_Data_.
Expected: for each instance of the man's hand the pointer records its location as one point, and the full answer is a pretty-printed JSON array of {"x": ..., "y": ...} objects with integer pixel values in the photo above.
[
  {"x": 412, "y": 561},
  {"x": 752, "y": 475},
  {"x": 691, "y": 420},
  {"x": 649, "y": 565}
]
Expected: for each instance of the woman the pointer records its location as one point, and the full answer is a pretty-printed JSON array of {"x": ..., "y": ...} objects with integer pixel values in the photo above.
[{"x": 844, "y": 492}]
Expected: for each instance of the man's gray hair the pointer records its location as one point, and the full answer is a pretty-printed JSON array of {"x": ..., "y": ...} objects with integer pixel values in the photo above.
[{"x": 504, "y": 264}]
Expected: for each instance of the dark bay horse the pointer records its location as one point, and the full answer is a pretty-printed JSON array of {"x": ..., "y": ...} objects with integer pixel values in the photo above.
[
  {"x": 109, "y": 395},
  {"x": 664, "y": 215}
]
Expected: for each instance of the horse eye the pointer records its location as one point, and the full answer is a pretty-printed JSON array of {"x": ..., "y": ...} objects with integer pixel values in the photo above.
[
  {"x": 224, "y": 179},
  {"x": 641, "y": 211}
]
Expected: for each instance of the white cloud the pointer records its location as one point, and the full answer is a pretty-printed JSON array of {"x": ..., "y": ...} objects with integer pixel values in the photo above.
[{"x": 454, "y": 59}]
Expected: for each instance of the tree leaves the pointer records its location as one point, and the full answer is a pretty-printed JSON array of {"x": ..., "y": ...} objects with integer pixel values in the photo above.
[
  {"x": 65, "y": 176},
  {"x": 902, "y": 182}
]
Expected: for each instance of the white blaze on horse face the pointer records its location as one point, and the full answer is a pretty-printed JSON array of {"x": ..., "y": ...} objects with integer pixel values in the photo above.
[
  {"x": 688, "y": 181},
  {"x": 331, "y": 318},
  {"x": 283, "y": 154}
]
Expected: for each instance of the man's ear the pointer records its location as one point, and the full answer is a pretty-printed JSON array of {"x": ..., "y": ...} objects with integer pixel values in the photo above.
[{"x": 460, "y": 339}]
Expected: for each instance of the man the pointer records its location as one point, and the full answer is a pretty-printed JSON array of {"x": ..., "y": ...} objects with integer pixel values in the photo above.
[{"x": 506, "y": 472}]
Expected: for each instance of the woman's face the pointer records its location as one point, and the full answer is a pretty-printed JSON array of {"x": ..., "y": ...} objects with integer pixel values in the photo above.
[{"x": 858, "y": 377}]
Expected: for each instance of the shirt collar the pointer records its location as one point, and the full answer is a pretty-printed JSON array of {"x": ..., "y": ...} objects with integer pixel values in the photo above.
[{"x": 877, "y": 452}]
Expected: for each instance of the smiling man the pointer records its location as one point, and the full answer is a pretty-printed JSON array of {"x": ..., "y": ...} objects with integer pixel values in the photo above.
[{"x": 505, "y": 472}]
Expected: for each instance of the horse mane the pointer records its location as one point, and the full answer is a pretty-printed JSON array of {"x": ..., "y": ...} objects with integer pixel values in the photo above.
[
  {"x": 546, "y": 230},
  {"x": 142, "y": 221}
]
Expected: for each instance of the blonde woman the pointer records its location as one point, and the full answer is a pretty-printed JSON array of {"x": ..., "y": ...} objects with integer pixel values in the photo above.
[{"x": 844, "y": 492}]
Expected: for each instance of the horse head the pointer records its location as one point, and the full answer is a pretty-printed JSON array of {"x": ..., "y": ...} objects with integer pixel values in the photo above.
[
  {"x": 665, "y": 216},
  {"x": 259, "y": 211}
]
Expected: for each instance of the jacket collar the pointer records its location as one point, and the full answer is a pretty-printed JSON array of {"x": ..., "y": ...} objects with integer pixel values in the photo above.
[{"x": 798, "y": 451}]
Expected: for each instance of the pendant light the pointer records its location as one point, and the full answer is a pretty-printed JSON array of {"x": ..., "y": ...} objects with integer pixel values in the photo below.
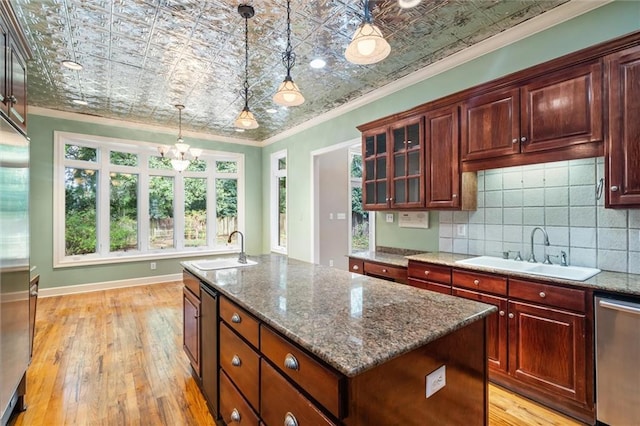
[
  {"x": 367, "y": 46},
  {"x": 245, "y": 119},
  {"x": 180, "y": 148},
  {"x": 288, "y": 93}
]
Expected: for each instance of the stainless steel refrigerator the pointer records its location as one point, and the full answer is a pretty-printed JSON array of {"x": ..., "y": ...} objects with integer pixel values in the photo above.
[{"x": 14, "y": 268}]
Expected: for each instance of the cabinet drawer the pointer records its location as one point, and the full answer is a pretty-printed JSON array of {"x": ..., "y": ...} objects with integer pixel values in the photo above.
[
  {"x": 281, "y": 400},
  {"x": 548, "y": 294},
  {"x": 239, "y": 320},
  {"x": 391, "y": 272},
  {"x": 319, "y": 381},
  {"x": 429, "y": 272},
  {"x": 241, "y": 363},
  {"x": 191, "y": 282},
  {"x": 356, "y": 266},
  {"x": 428, "y": 285},
  {"x": 480, "y": 282},
  {"x": 234, "y": 409}
]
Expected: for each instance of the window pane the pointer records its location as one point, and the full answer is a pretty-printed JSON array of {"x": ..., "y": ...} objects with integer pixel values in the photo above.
[
  {"x": 161, "y": 212},
  {"x": 195, "y": 212},
  {"x": 80, "y": 211},
  {"x": 76, "y": 152},
  {"x": 282, "y": 210},
  {"x": 123, "y": 158},
  {"x": 162, "y": 163},
  {"x": 227, "y": 166},
  {"x": 226, "y": 209},
  {"x": 123, "y": 202}
]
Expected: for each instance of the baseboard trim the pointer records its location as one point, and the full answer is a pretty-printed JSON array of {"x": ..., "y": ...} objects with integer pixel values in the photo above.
[{"x": 107, "y": 285}]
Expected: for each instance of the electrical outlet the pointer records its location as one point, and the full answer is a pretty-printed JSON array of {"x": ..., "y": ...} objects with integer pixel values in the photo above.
[{"x": 436, "y": 381}]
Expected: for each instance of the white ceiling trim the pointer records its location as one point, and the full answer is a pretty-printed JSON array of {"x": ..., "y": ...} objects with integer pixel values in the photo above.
[
  {"x": 64, "y": 115},
  {"x": 528, "y": 28}
]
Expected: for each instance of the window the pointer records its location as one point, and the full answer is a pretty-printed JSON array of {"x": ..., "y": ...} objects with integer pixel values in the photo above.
[
  {"x": 279, "y": 202},
  {"x": 119, "y": 200}
]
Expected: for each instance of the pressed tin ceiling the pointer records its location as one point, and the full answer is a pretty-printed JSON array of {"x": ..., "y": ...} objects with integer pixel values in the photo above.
[{"x": 141, "y": 57}]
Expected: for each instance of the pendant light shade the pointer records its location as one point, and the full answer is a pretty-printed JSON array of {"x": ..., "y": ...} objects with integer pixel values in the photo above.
[
  {"x": 288, "y": 93},
  {"x": 367, "y": 46},
  {"x": 245, "y": 119}
]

_Exercise details_.
Write out the listing word for word, omitting the pictures it holds.

_Your response_.
Expected: for each instance of the man's hand the pointer records its location as one point, and the full answer is a pretty-printed JSON array of {"x": ..., "y": ...} objects with integer pixel values in the photo above.
[
  {"x": 412, "y": 561},
  {"x": 752, "y": 475},
  {"x": 691, "y": 420},
  {"x": 649, "y": 565}
]
Expected: for each instance of the woman the pointer records its location as one point, and the full answer is a pretty-printed JSON array of {"x": ..., "y": ...} objects with integer pixel values in the photo above.
[{"x": 844, "y": 492}]
Expected: for each instance of the man's gray hair the pointer records its location as one point, and the full answer is a pretty-printed JSON array of {"x": ..., "y": ...} objects with integer pixel values in the photo above.
[{"x": 504, "y": 264}]
Expected: for each instance of the dark bay horse the pointer records its location as one point, and the full answer is a pretty-printed JSON array of {"x": ..., "y": ...} objects with integer pixel values in the photo above.
[
  {"x": 109, "y": 395},
  {"x": 664, "y": 215}
]
Expected: for each instance of the horse eye the pointer records its location as one point, and the full answer is a pretty-printed JSON array of {"x": ..., "y": ...} objects with integer pixel values in the photo above.
[
  {"x": 224, "y": 179},
  {"x": 641, "y": 211}
]
Expected: for each instance of the white cloud the pointer records its location as one point, and the full answer is a pretty-printed JSON array of {"x": ..., "y": ...} objects with integer pixel values in the photo above.
[{"x": 454, "y": 59}]
Expected: for each instance of the tree leaves the pointer records its location as one point, and the full answer is a pretty-printed JSON array of {"x": ..., "y": ...} objects with integer pixel values in the photo above.
[
  {"x": 65, "y": 176},
  {"x": 902, "y": 182}
]
Expected: for each instance of the white blaze on horse face the pointer records its location as one point, and the full answer is a pretty-printed JSON array of {"x": ..., "y": ...} objects with integer pixel values in the photo above.
[
  {"x": 688, "y": 181},
  {"x": 331, "y": 318},
  {"x": 283, "y": 154}
]
Expected: for each instance of the man's ear the pointer records its location as one point, and the full answer is a pretty-printed JSON array of {"x": ..., "y": ...} objects with integer pixel values in the photo above.
[{"x": 460, "y": 339}]
Expected: for each instance of the man the pointer records its location as one point, and the full answer is a pretty-printed JSON array of {"x": ..., "y": ...} objects with integer pixel values in the photo above.
[{"x": 506, "y": 472}]
Expected: for each instance of the woman's face the pointer records its location as one point, and the full answer is a pretty-printed JSON array of {"x": ..., "y": ...} objects with integer pixel values in the photo above.
[{"x": 858, "y": 377}]
Expected: for each instance of the shirt collar the pointer records its location as one point, and the full answer is a pretty-printed JSON array of {"x": ..., "y": ...} objects with integer pixel values in the photo above.
[{"x": 877, "y": 452}]
Expected: for each instance of the smiling man the pointer records its location as one point, and the full answer is a pretty-printed JSON array of {"x": ..., "y": ...} objects with integer pixel values in the photo above.
[{"x": 505, "y": 472}]
Expected: for each instance of the horse mane the pointer records its location as one point, and the full answer is a pretty-printed JSON array of {"x": ..., "y": ...} objects with integer pixel values in the photo above.
[
  {"x": 546, "y": 230},
  {"x": 142, "y": 221}
]
Expected: for each instance of the blonde woman the pointer records its location as one point, and the full answer is a pretty-printed JSON array of {"x": ..., "y": ...} objects with integer pixel values in the photo above.
[{"x": 844, "y": 492}]
Expected: for each instance of the horse head the pointer records its location as one point, and the full answer is a pretty-printed JSON array of {"x": ..., "y": ...} objects with integer pixel values in the photo above.
[
  {"x": 665, "y": 216},
  {"x": 259, "y": 211}
]
Expected: for each instance of the jacket collar the pointer records its location as one point, and the full answer is a pretty-printed JSON array of {"x": ..., "y": ...} objects with integer pixel values in the photo above.
[{"x": 798, "y": 451}]
Expected: for each instance of the pendant light the pointer records its location as one point, and the full answer is a pretty-printed JSON array of {"x": ..., "y": ...} objects with integer pixel values in the photo below.
[
  {"x": 367, "y": 46},
  {"x": 245, "y": 119},
  {"x": 180, "y": 148},
  {"x": 288, "y": 93}
]
Expected: for each instance of the stainless steel refrigerator the pointer records its location as one point, and the full answer is a pretty-printed JSON array of {"x": ..., "y": ...} objects with integer pixel values in the photo above.
[{"x": 14, "y": 268}]
Expected: for each instance of the cabinet drawer the pointer records its location as one point, and the full answer is a pretty-printed JSON array of {"x": ..., "y": ...} objects with integer pixel values in the photo above.
[
  {"x": 281, "y": 400},
  {"x": 548, "y": 294},
  {"x": 239, "y": 320},
  {"x": 391, "y": 272},
  {"x": 319, "y": 381},
  {"x": 429, "y": 272},
  {"x": 241, "y": 363},
  {"x": 191, "y": 282},
  {"x": 356, "y": 266},
  {"x": 428, "y": 285},
  {"x": 480, "y": 282},
  {"x": 234, "y": 409}
]
Expected: for each instance of the window pane the pointer records its location as one point, and the full answer is a pretty-printed JSON array of {"x": ..., "y": ...} objects with integer pixel values in the photo above.
[
  {"x": 161, "y": 212},
  {"x": 195, "y": 212},
  {"x": 80, "y": 211},
  {"x": 76, "y": 152},
  {"x": 282, "y": 210},
  {"x": 123, "y": 158},
  {"x": 162, "y": 163},
  {"x": 227, "y": 166},
  {"x": 226, "y": 209},
  {"x": 123, "y": 202}
]
Expected: for each instance of the baseboard trim the pointer records its location as one point, and the full answer is a pretty-printed JSON array of {"x": ..., "y": ...} objects with integer pixel values in the photo above.
[{"x": 107, "y": 285}]
Expected: for each instance of the electrical outlet the pointer records its location as one point, and the full answer is a pretty-printed JSON array of {"x": ..., "y": ...} objects with integer pixel values in the photo above.
[{"x": 436, "y": 381}]
Expected: for each instance of the white ceiling trim the pointer records its location as one point, and the full answer is a pretty-printed JSON array of {"x": ..., "y": ...} objects with integer pixel values in the photo above.
[
  {"x": 64, "y": 115},
  {"x": 528, "y": 28}
]
Expected: for each instance of the window the pointer records its location as one point, and the full answer is a pretty-printed JSON array of {"x": ..., "y": ...} objects with integer pixel values in the photo above.
[
  {"x": 279, "y": 202},
  {"x": 119, "y": 200}
]
Expected: for each instance of the pressed tin ceiling the pointer records its location as one point, and the full answer is a pretty-printed JSON array of {"x": ..., "y": ...} objects with integer pixel values in the photo above.
[{"x": 141, "y": 57}]
Expected: for each instance of the pendant light shade the pointer records its location as one point, and the full answer is a pretty-printed JSON array of {"x": ..., "y": ...} objects with integer pixel values in the photo above.
[
  {"x": 288, "y": 93},
  {"x": 367, "y": 46},
  {"x": 245, "y": 119}
]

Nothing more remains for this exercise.